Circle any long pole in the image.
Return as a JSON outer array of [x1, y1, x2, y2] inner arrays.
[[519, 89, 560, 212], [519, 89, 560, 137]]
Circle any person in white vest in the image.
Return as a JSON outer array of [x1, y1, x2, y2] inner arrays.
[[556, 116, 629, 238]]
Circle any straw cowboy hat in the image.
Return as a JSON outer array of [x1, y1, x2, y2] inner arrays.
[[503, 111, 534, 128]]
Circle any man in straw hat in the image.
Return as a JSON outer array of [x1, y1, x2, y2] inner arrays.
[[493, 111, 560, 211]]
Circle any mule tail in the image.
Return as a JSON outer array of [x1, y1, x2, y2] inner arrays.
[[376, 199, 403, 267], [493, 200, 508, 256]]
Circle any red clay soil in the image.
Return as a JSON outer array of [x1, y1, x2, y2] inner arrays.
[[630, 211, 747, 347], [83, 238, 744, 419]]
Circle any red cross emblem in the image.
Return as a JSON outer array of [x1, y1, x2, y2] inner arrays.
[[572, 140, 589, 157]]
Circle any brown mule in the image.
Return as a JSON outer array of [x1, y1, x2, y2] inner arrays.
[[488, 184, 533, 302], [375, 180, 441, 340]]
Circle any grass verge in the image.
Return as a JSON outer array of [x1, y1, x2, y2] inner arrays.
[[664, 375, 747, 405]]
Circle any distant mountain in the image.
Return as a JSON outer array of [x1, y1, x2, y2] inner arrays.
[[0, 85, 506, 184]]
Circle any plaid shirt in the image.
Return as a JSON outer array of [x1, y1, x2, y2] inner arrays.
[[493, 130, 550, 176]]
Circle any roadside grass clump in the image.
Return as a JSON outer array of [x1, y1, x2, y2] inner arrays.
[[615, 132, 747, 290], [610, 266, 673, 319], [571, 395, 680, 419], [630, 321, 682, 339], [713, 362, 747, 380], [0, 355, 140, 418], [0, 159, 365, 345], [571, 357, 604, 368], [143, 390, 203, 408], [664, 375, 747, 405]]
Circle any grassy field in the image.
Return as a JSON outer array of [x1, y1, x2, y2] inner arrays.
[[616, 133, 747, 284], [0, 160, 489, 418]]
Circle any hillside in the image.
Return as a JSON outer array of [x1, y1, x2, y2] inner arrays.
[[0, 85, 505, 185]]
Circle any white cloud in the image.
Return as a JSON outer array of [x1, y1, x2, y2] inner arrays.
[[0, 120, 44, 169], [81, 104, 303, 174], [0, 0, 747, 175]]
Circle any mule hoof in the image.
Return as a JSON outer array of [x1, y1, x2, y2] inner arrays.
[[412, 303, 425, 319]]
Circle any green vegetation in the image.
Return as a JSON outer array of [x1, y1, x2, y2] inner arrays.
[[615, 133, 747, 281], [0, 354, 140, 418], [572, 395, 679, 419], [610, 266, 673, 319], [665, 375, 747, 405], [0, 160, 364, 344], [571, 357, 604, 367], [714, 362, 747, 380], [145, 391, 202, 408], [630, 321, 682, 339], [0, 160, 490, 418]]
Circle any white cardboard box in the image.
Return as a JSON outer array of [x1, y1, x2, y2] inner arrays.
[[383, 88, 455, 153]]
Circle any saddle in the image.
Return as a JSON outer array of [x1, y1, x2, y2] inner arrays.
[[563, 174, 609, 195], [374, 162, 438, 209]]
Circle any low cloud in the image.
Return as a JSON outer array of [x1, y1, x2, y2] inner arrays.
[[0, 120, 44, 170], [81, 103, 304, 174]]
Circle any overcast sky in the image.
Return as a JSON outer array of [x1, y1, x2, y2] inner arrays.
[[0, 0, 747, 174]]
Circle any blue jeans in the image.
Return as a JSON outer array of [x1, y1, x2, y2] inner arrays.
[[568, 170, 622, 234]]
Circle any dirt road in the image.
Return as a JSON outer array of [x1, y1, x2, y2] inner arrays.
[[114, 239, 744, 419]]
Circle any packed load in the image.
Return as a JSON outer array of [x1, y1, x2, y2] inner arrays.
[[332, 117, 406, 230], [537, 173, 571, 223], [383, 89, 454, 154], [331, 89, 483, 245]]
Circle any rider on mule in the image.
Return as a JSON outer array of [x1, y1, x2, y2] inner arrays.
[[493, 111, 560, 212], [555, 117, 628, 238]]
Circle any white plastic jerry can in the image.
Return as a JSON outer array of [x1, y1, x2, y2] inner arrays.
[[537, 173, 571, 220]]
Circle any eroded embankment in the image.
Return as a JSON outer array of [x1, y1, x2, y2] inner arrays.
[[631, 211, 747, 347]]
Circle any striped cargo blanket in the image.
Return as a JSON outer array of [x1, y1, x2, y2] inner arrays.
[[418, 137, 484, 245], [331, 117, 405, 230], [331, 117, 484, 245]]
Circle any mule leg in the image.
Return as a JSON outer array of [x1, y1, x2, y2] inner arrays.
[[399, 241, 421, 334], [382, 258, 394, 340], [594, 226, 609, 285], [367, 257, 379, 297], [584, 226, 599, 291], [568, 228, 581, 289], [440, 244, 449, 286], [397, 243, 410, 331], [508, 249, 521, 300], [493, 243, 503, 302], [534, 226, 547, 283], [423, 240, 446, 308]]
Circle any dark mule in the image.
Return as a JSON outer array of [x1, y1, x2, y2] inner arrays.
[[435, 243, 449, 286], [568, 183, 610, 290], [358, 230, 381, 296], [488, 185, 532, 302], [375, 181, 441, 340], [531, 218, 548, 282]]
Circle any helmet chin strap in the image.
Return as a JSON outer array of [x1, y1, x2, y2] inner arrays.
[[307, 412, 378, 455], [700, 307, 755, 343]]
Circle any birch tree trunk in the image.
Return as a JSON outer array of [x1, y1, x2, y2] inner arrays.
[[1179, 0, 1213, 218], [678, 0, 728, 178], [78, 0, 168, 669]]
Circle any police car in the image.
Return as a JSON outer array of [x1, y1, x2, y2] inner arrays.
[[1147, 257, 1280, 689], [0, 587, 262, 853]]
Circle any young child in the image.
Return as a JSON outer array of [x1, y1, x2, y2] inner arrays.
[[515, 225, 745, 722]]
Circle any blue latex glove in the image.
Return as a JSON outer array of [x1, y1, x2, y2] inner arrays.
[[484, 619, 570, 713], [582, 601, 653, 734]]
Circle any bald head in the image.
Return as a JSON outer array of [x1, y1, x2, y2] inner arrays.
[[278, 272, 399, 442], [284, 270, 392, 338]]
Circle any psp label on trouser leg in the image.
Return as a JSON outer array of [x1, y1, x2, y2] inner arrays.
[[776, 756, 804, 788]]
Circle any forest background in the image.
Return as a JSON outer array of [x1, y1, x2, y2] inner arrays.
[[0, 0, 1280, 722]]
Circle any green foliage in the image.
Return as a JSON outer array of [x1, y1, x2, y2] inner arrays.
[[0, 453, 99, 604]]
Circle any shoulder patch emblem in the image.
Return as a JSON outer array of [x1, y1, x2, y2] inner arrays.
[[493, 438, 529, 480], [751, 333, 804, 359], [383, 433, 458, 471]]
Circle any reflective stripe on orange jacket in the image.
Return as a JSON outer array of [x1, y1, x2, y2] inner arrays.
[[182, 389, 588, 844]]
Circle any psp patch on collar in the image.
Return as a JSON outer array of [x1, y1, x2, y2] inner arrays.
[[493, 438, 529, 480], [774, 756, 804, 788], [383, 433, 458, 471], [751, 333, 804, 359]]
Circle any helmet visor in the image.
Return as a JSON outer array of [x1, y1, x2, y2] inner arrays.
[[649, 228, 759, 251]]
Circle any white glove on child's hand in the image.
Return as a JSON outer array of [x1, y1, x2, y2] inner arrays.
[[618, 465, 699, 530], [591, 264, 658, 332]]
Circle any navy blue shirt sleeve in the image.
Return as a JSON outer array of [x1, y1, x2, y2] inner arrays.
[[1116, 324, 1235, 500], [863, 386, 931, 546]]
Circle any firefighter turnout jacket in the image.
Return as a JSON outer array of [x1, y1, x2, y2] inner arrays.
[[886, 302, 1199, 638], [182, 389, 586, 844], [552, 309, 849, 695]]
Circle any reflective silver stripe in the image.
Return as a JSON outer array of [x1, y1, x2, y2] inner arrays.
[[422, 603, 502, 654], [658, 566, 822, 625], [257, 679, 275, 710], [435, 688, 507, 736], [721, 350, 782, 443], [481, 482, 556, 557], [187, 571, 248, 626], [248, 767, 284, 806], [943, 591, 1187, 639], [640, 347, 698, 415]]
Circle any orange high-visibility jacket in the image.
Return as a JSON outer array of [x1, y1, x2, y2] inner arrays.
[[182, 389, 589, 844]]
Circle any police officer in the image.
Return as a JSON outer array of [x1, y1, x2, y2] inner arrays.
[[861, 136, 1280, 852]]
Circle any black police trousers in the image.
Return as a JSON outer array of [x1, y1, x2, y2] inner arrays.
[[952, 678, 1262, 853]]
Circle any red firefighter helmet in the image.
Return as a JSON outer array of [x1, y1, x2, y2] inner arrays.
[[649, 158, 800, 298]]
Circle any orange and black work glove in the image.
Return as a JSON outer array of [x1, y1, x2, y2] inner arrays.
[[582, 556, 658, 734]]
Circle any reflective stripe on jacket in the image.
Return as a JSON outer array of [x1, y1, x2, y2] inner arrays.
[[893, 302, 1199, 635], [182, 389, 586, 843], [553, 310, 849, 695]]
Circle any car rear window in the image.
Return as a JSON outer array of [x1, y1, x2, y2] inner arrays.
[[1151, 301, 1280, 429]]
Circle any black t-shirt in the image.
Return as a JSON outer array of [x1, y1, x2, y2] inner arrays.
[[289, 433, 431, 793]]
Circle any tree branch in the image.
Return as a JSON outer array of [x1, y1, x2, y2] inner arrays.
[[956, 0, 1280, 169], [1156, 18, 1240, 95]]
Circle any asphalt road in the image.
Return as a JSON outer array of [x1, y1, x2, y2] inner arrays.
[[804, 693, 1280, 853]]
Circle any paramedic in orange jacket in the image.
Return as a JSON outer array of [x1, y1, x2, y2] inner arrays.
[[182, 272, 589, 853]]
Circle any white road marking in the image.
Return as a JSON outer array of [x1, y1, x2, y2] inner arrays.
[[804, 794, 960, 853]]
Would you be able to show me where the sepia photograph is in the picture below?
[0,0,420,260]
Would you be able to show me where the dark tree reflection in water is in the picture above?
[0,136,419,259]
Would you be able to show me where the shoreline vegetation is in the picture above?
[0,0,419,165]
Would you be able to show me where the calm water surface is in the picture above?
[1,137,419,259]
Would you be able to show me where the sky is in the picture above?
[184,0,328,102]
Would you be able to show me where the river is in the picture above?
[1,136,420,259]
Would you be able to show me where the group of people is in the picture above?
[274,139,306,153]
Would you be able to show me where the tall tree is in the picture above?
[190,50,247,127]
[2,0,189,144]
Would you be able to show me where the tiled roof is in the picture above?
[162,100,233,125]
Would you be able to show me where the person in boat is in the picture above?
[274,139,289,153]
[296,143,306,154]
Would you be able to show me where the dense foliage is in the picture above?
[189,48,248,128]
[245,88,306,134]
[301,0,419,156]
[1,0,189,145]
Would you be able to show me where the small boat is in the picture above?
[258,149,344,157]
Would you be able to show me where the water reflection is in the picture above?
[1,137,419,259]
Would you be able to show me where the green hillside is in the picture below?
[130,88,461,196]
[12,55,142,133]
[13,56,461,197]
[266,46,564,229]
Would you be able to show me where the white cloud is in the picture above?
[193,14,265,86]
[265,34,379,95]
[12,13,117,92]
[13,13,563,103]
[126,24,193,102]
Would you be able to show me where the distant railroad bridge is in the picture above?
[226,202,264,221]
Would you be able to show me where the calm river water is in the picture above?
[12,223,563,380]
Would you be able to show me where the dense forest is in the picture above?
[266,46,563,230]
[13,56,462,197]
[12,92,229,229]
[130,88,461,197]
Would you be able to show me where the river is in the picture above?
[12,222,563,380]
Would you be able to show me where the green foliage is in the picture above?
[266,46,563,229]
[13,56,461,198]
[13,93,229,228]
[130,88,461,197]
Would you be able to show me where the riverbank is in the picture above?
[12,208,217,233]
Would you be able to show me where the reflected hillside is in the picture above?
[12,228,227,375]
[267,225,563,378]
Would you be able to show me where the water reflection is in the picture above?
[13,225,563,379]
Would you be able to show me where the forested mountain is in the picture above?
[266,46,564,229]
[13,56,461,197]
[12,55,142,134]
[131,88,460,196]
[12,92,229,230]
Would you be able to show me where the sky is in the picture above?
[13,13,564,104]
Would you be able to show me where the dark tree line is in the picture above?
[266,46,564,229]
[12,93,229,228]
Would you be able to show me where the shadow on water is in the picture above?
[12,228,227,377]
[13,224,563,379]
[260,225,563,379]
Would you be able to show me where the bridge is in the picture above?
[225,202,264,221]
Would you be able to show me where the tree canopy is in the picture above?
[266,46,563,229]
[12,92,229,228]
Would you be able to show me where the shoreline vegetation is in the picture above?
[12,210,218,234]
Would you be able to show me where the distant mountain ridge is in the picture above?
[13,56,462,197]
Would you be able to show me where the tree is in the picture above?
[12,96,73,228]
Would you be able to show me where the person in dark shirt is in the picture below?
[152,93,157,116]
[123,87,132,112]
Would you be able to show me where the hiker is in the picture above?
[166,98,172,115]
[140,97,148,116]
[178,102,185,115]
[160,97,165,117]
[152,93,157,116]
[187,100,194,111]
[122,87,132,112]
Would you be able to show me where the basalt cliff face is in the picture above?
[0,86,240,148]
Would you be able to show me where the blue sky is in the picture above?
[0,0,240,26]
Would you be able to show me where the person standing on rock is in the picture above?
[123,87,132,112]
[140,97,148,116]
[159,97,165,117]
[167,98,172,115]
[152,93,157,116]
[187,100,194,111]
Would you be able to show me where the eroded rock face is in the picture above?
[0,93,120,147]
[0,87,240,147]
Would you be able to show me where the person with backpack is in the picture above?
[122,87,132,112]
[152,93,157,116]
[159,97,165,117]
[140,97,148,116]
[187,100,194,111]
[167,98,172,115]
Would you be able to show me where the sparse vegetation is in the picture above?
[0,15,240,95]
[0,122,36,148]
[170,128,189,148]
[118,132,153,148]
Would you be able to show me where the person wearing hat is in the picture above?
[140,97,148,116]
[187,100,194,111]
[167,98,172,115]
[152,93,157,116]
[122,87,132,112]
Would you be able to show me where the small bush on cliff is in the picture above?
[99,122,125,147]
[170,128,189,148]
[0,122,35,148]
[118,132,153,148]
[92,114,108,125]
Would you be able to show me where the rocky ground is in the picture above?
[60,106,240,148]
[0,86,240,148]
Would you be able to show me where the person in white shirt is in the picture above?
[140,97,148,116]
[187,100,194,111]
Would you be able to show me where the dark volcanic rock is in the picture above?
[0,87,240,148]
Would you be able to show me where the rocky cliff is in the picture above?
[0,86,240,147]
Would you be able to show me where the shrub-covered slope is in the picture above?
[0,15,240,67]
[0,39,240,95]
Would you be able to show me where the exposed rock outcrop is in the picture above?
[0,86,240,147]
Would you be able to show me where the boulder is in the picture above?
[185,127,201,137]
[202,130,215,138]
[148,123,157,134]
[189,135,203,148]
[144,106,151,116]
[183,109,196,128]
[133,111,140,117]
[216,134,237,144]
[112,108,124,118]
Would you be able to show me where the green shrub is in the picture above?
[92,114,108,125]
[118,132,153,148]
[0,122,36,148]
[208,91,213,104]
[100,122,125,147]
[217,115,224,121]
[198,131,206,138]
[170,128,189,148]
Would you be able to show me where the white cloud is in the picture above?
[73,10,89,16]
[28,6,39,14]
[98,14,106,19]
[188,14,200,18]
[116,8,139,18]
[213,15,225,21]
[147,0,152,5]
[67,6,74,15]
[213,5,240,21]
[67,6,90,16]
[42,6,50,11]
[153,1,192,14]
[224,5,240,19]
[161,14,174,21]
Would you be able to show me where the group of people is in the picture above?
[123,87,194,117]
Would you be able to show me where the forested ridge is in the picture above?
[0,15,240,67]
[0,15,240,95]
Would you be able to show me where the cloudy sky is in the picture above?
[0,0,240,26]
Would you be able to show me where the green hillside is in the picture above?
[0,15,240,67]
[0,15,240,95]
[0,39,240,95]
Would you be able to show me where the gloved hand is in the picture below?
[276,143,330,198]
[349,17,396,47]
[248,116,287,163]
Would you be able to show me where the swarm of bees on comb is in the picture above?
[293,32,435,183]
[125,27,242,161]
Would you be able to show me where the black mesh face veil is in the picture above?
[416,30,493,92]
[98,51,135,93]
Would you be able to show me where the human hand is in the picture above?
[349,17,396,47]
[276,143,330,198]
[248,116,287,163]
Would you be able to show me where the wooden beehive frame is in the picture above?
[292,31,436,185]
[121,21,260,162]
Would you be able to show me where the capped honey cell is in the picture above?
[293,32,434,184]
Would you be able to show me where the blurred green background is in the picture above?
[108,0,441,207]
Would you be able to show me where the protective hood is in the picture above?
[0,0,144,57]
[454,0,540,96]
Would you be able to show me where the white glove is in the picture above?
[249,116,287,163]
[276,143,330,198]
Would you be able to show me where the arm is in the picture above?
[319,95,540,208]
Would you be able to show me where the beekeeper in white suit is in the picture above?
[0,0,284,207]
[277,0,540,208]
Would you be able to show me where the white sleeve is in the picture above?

▸ **Work to be completed**: Set down, word for word, only the lines running from the line with "Would you be able to show me where the black" to the last line of the listing above. Both of those lines belong in your answer.

▸ **Solution for this problem**:
Would you be able to show me where the black mesh face veil is in the picture above?
[416,30,493,92]
[98,51,135,93]
Would you be able to show me where the human hand is in the picture above?
[349,17,396,47]
[276,143,330,198]
[248,116,287,163]
Would you be able to show me where the wooden beehive frame is in the picture above?
[292,31,436,185]
[121,21,260,162]
Would you be able to show me where the capped honey cell is in the picture above?
[293,32,434,184]
Would you be able to show me where the blurred green background is in the picture above?
[108,0,441,207]
Would you be able to show me where the protective hood is in the picture above?
[0,0,144,57]
[454,0,540,96]
Would you be able to show me where the white glove is in the picture above?
[249,116,287,163]
[276,143,330,198]
Would you be able to show me where the arm is in the picture above?
[319,95,540,208]
Would you be able to show me where the beekeeper in white suit is in the picture above?
[0,0,284,207]
[277,0,540,208]
Would you be able to show me where the white sleeve is in the picture above?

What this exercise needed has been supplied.